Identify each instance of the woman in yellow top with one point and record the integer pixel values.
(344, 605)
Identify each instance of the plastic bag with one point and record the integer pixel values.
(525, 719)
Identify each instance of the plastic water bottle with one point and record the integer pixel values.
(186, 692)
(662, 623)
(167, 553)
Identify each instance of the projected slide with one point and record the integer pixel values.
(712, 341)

--

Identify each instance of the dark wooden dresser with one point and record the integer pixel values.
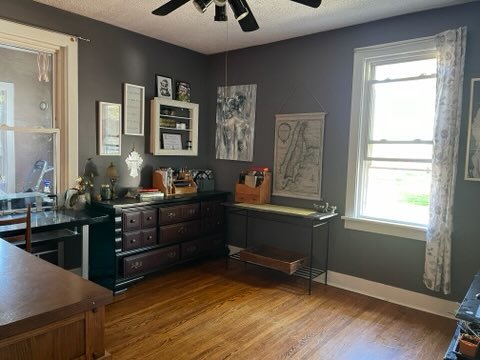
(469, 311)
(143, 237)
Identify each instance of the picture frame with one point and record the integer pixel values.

(EXERCISE AIM) Exactly the lines above from the one that contains "Identify each instance of the dark" down to the one that contains "Identify each instance of the picture" are to be output, both ends kept and pictures omitted.

(TASK ANSWER)
Identify each instance of the dark wooden dresser with one point and record the integer pixel values.
(469, 311)
(143, 237)
Identify each instance of the picture frame with one point and record the integer pixel values.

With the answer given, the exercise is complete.